TEXT PASSAGE:
When a Cajun moves away from south Louisiana there is need for much adjustment to the new culture. Being so satisfied with our surroundings right down to its climate, landscape, language, food, music, and its people can make change to a new location a difficult task. Especially since there is no other place on earth like Acadiana and it’s Cajuns.
We are a people steeped in tradition with a love for living life to the full. I believe it comes down to a sense the Cajun people gained when finally finding a land to call their own after being booted out from the northern french country. Only God could provide such a place for such a people. After all, He’s done this before, hasn’t He?
Right after Steve and I married, 37 years ago, we lived with his grandparents in the country outside of Laurel, Mississippi. It was only for a few weeks until our apartment was ready to move into. Although I was still in the south it was culture shock for me. Thank God for our Mississippi family who helped me adjust by their love in making me feel at home. Not working outside of the home at the time I was able to experience Mamaw’s cooking firsthand.
I was found her biscuit making fasinating. Homemade biscuits were not common in our home when I was growing up. I think it was because my Mama’s dad preferred bread, therefor her mama seldom made biscuits. Plus, we had our couche- couche with coffee milk and toast made from that famous Evangeline Maid Bakery for our breakfasts. On occasion, when we did have biscuits, they usually came from a box or from the kind you popped open on the edge of the counter. That’s all okay, but I sure have learned to enjoy a good homemade biscuit hot out of the oven.

EXERCISE DIRECTIONS: Summarize the passage about a Cajun adjusting to life outside south Louisiana in two sentences. You won't need the material.

INFORMATION SHOWN:
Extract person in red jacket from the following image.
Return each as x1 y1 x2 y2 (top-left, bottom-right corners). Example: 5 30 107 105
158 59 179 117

SOLUTION: A Cajun who moves away from south Louisiana faces much adjustment, since the writer sees Acadiana and its Cajuns as unlike any other place on earth and its people as steeped in tradition. After marrying Steve 37 years ago, the writer lived for a few weeks with his grandparents outside Laurel, Mississippi, felt culture shock there, and learned to enjoy Mamaw's homemade biscuits, which were not common in the writer's childhood home.